**DESCRIPTION OF THE TASK:**
Read the lines below, and copy any that contain the string "instance".
--------
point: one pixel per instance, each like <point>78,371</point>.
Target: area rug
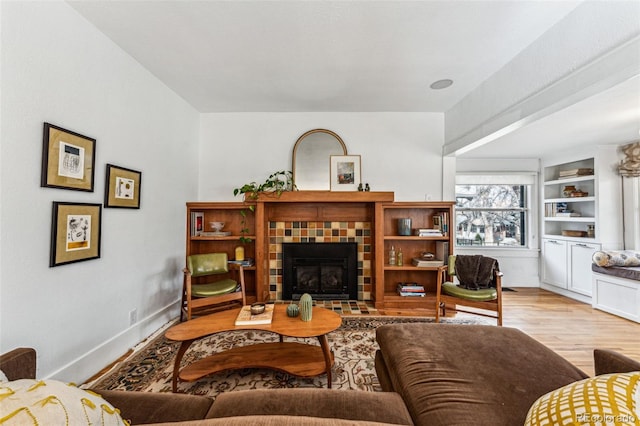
<point>150,368</point>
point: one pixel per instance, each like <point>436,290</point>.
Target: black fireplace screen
<point>324,270</point>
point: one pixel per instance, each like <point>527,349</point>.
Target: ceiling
<point>342,56</point>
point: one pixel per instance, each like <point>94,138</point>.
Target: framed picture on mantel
<point>345,172</point>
--------
**EXERCISE SOLUTION:**
point: one pixel per instance, each like <point>78,371</point>.
point: one pixel per instance, each like <point>436,290</point>.
point: one pixel per instance, each like <point>527,349</point>.
point: one pixel per instance, each like <point>94,138</point>.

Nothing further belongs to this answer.